▸ What is needed
Set down each line from the start of the material exactly, please, up to and including the one that contains "positive clicks: (34, 47) (28, 46)".

▸ Exercise inputs
▬▬▬▬▬▬

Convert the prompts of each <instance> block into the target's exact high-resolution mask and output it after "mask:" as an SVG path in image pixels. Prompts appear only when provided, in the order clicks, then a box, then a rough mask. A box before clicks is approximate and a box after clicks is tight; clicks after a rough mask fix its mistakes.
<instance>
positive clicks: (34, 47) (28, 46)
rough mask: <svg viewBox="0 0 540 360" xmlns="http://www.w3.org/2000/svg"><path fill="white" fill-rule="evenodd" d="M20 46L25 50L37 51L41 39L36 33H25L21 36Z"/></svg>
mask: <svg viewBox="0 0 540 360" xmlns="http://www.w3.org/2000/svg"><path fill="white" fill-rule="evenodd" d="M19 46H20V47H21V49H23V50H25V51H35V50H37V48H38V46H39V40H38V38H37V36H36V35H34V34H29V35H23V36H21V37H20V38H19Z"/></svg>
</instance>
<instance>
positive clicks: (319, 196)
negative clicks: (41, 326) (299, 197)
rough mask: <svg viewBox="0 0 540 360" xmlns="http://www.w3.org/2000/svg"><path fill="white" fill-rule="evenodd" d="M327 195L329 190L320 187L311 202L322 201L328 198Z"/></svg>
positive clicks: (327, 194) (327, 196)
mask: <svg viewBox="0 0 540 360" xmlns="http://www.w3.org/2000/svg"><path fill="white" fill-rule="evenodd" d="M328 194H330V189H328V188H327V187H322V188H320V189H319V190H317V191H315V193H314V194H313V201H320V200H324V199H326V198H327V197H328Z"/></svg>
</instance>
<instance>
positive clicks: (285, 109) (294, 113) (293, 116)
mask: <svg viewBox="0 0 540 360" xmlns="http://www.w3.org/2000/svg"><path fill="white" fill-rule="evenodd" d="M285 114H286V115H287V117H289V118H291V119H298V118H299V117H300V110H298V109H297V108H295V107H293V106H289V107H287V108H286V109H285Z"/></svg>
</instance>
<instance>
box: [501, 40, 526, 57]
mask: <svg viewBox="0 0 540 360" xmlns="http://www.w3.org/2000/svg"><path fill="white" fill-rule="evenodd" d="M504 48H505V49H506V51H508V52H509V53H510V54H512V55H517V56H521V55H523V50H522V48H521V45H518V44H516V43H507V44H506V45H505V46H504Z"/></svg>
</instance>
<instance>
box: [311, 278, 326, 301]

▬▬▬▬▬▬

▸ Reply to the task
Convert the prompts of each <instance> block into the target's exact high-resolution mask and output it after "mask:" as an SVG path in image pixels. Prompts appear only when provided, in the order clicks, then a box, then a rough mask. A box before clicks is approximate and a box after clicks is tight; clicks after a rough mask fix its mistakes.
<instance>
positive clicks: (34, 47) (28, 46)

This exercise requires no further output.